-- MATERIAL FOR THE TASK start --

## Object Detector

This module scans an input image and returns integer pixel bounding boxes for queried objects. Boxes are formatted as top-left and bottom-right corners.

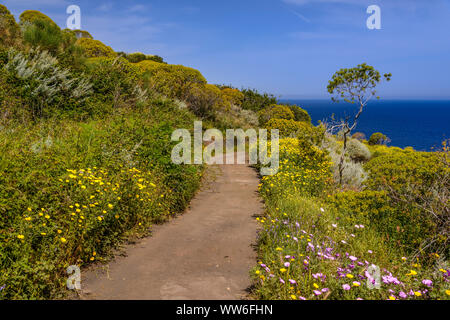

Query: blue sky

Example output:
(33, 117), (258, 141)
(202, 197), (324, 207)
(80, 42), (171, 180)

-- MATERIAL FOR THE TASK end --

Recast every non-blank line of the records above as a numbered list, omitting the pictures.

1. ## Object Detector
2. This module scans an input image and returns integer pixel bounding boxes for queried objects. Boxes are formatted as top-left and bottom-right corners.
3. Query: blue sky
4. Example output:
5. (33, 117), (258, 141)
6. (202, 197), (324, 207)
7. (80, 42), (171, 180)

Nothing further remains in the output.